**What is being asked**
Please copy out every line of the listing below in which the word "bare" appears.

**Given records**
+--
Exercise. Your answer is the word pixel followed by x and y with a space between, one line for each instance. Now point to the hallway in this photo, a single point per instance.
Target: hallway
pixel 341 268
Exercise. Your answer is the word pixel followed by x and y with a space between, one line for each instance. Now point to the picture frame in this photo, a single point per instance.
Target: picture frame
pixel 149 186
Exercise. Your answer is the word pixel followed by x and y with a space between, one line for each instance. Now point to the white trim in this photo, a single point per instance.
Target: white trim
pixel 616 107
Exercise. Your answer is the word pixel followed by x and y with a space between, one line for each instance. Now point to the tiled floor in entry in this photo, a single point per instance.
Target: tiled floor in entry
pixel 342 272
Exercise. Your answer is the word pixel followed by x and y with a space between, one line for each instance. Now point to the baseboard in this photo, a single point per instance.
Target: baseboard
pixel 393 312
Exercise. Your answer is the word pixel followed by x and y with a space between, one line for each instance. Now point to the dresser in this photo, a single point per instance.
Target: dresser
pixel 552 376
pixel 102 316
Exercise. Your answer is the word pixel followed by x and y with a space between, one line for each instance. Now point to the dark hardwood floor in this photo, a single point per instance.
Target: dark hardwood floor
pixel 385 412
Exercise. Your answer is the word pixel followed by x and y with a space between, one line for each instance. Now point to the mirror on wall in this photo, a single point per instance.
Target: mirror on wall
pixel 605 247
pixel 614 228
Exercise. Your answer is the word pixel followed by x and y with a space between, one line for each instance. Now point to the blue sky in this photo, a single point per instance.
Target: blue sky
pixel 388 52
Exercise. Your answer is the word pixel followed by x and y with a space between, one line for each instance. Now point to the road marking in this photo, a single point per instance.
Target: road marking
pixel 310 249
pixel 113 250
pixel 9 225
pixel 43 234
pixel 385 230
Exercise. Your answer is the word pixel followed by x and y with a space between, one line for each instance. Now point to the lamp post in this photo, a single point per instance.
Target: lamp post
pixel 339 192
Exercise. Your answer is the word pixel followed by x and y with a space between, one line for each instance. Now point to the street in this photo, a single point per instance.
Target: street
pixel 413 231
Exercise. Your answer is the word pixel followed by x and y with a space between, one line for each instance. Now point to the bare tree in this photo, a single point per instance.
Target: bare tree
+--
**Exercise result**
Exercise. Your answer is the word pixel followed by x and y with a space between, one line for each instance. Now point to the bare tree in this photo, a single point per instance.
Target: bare tree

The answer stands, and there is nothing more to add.